# WHAT IS REQUIRED
Emit the data below verbatim, stripping out any pictures.

# ROWS
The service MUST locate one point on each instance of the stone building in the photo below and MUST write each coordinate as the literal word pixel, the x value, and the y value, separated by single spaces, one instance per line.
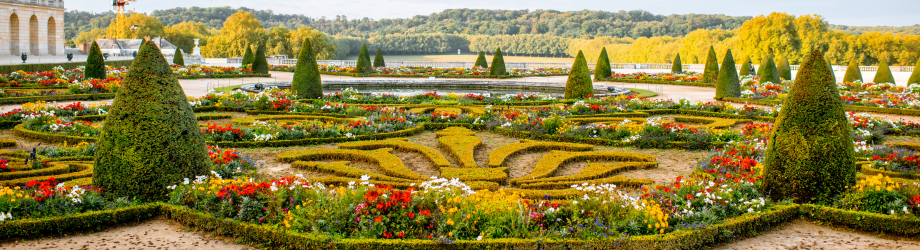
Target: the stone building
pixel 34 27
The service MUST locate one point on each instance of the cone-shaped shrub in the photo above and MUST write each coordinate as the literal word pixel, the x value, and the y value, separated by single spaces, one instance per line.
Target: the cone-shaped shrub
pixel 853 73
pixel 677 66
pixel 579 84
pixel 247 57
pixel 602 67
pixel 95 63
pixel 712 66
pixel 810 155
pixel 178 59
pixel 728 84
pixel 378 59
pixel 481 61
pixel 914 77
pixel 498 64
pixel 785 71
pixel 307 83
pixel 151 138
pixel 768 71
pixel 259 63
pixel 883 74
pixel 364 63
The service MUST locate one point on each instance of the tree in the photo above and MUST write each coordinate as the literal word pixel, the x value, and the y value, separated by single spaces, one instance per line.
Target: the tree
pixel 177 58
pixel 259 62
pixel 481 61
pixel 883 74
pixel 853 73
pixel 151 138
pixel 579 84
pixel 728 84
pixel 95 63
pixel 810 155
pixel 498 64
pixel 677 66
pixel 602 67
pixel 378 59
pixel 307 82
pixel 364 62
pixel 712 66
pixel 785 71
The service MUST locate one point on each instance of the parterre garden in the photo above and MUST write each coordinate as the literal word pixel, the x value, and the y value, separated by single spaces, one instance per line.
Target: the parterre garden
pixel 453 171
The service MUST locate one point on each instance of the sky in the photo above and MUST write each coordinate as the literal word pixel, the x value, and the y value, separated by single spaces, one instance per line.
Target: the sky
pixel 842 12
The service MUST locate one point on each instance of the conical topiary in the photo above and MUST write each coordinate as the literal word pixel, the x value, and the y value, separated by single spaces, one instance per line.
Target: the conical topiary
pixel 728 84
pixel 178 59
pixel 579 84
pixel 378 59
pixel 498 64
pixel 915 76
pixel 711 72
pixel 95 63
pixel 151 138
pixel 481 61
pixel 883 74
pixel 810 155
pixel 853 73
pixel 247 57
pixel 364 63
pixel 259 62
pixel 768 71
pixel 307 82
pixel 602 67
pixel 785 71
pixel 677 66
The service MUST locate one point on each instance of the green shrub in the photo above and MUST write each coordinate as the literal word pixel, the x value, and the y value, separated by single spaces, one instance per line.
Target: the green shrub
pixel 810 156
pixel 498 64
pixel 677 66
pixel 307 82
pixel 247 57
pixel 883 74
pixel 579 84
pixel 364 64
pixel 95 63
pixel 785 71
pixel 853 73
pixel 177 58
pixel 602 67
pixel 728 84
pixel 378 59
pixel 712 66
pixel 151 138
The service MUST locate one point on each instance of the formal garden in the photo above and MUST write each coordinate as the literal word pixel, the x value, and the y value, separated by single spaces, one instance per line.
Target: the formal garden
pixel 299 169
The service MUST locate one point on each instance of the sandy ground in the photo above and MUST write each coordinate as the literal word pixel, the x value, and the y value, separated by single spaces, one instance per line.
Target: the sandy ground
pixel 153 234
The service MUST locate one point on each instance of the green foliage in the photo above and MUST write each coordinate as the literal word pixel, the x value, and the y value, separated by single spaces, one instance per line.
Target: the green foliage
pixel 307 83
pixel 785 71
pixel 883 74
pixel 579 84
pixel 712 66
pixel 178 59
pixel 853 73
pixel 151 137
pixel 810 155
pixel 498 64
pixel 95 63
pixel 481 61
pixel 728 84
pixel 602 68
pixel 364 63
pixel 378 59
pixel 259 62
pixel 676 66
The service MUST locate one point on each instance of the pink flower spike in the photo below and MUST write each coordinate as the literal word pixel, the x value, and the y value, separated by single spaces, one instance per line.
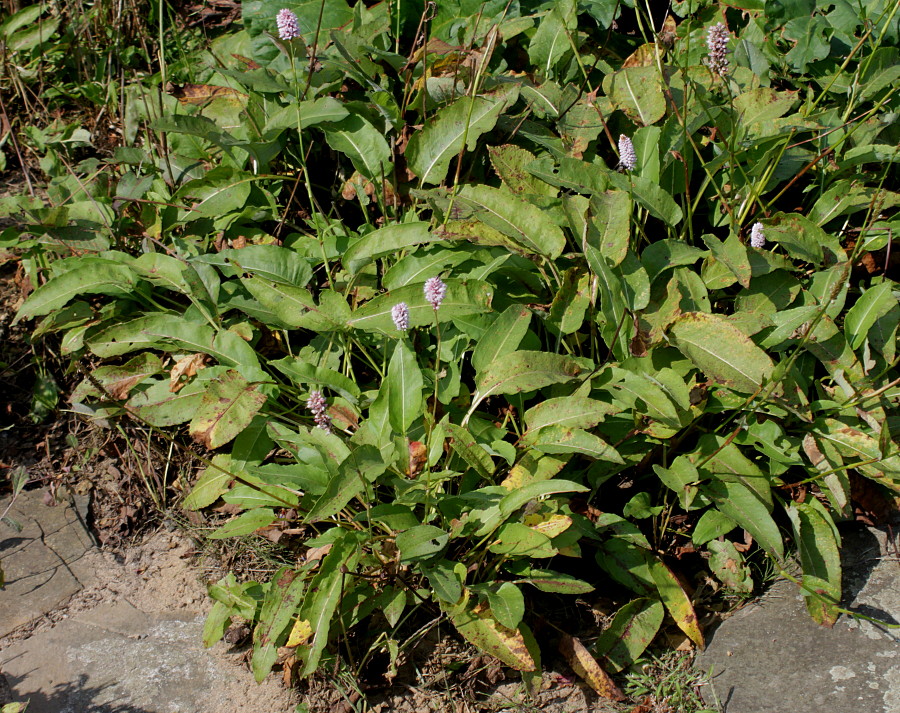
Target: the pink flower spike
pixel 757 236
pixel 435 290
pixel 317 406
pixel 288 26
pixel 400 315
pixel 717 44
pixel 627 157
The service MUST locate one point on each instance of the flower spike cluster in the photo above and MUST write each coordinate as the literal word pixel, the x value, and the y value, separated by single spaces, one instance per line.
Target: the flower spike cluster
pixel 400 315
pixel 435 290
pixel 757 236
pixel 316 405
pixel 627 157
pixel 288 26
pixel 717 44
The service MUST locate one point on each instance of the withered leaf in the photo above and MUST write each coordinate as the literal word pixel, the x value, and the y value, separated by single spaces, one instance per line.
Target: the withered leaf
pixel 586 666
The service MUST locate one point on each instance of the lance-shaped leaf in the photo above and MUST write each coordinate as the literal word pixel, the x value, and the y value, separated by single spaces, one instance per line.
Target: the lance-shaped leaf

# RESULT FOR THIS TASK
The service MUST locate one point on each instance of the stone building in the photo below and MUST write each coordinate as the literal word pixel, the x value, and the y value, separated by single spaces, one instance per line.
Target: the stone building
pixel 34 27
The service MUST locate one point on each instance of the cone-shaped shrub in the photo above and MUST write each coordinate as the literal word pixel, the x value, and the y value, separated by single spaces, one instance per line.
Target: the cone-shaped shrub
pixel 853 73
pixel 677 66
pixel 579 84
pixel 247 57
pixel 602 67
pixel 95 63
pixel 712 66
pixel 810 155
pixel 178 59
pixel 728 84
pixel 378 59
pixel 481 61
pixel 914 77
pixel 498 64
pixel 785 71
pixel 307 83
pixel 151 138
pixel 768 71
pixel 259 63
pixel 883 74
pixel 364 63
The service MUST locate one point on each instance of the tree in the photo above and MUST write each coordinate as the literal word pixel, the x value, and the y value, separated by single spaces, one instance per line.
Target: the tree
pixel 177 58
pixel 259 62
pixel 481 61
pixel 883 74
pixel 853 73
pixel 151 138
pixel 579 84
pixel 728 84
pixel 95 63
pixel 810 155
pixel 498 64
pixel 677 66
pixel 602 67
pixel 378 59
pixel 307 82
pixel 364 62
pixel 712 66
pixel 785 71
The service MUST locate one point on each instance of the parterre garden in the photo above and MUST write each coordinate as the literal word pixel, the x value, and the y value, separated by single spaces, one instance per line.
Target: the parterre garden
pixel 453 171
The service MUST locate one point on each instance of the sky in the photo above and MUST write each coordinate as the literal word pixel, the x value, and the y value, separated by single spaces, one instance per line.
Target: the sky
pixel 842 12
The service MUST locate one point on each instance of the conical topiary in the photo above and MUST write each coordinate as the literal word pixel, the x value, and the y value, separated by single spaces, one instance per line.
Target: the conical topiary
pixel 728 84
pixel 178 59
pixel 579 84
pixel 378 59
pixel 498 64
pixel 915 76
pixel 711 72
pixel 95 63
pixel 151 138
pixel 481 61
pixel 883 74
pixel 810 155
pixel 853 73
pixel 247 57
pixel 364 63
pixel 259 62
pixel 768 71
pixel 307 82
pixel 602 67
pixel 785 71
pixel 677 66
The service MUST locate one point on each instance of the green shrub in the photo above and MUST write each coordinate as the literal word pixel, the x value, and the y value, separated by single spaces, one instance per line.
Target: the green shrub
pixel 810 156
pixel 498 64
pixel 677 66
pixel 307 82
pixel 247 57
pixel 883 74
pixel 579 84
pixel 364 64
pixel 95 63
pixel 785 71
pixel 853 73
pixel 177 58
pixel 602 67
pixel 728 84
pixel 378 59
pixel 712 66
pixel 151 138
The service MUST locate one point on each instance of the formal garden in the photo above and MUST write each coordinate as the literal word pixel, the x value, and the y value, separated by single spaces, one instance per line.
Target: the formal garden
pixel 299 169
The service MUST locate one point on each instance of the sandy ground in the photo above and MUST write each coordinate as the literal word pixel, the x value, and the y value, separated by single spaces, one instance per line.
Target: the sandy ground
pixel 153 234
The service MUST locate one point on each instance of the green foliage in the photo above and MUST write each coordinate as the literal word pixel, the x value, and the y value, separated by single spaces, one instance per line.
Target: the green foliage
pixel 307 83
pixel 785 71
pixel 883 74
pixel 579 84
pixel 712 66
pixel 178 59
pixel 853 73
pixel 151 137
pixel 810 155
pixel 498 64
pixel 95 63
pixel 481 61
pixel 728 84
pixel 602 68
pixel 364 63
pixel 378 59
pixel 259 62
pixel 676 66
The service MUST locate one point on each instance of the pink flower spike in the photo below and MUST write each coordinate as the literal word pixel, the x value, and the y value, separated by single spaces, one instance per line.
Target: the pink flower spike
pixel 757 236
pixel 435 290
pixel 317 406
pixel 288 26
pixel 400 315
pixel 717 44
pixel 627 157
The service MUST locate one point on each instance of the flower spike cluster in the photo above and MUST write each coordinate as the literal word pixel, the x value, and the y value, separated by single spaces, one instance per line.
Target: the flower spike cluster
pixel 400 315
pixel 435 290
pixel 757 236
pixel 316 405
pixel 627 157
pixel 288 26
pixel 717 44
The service MUST locate one point on each instance of the withered leaf in the photo above and MUST write each coordinate as the literal word pixel, the x value, and the y value, separated by single spaces, one instance per line.
Target: the withered leaf
pixel 586 666
The service MUST locate one point on each instance of the lance-shaped leaf in the photo above and MUST write each coordinate as the literal word pixel, the x value, and the y value, separated by single spaces, one instance per line.
Target: the lance-shaped leaf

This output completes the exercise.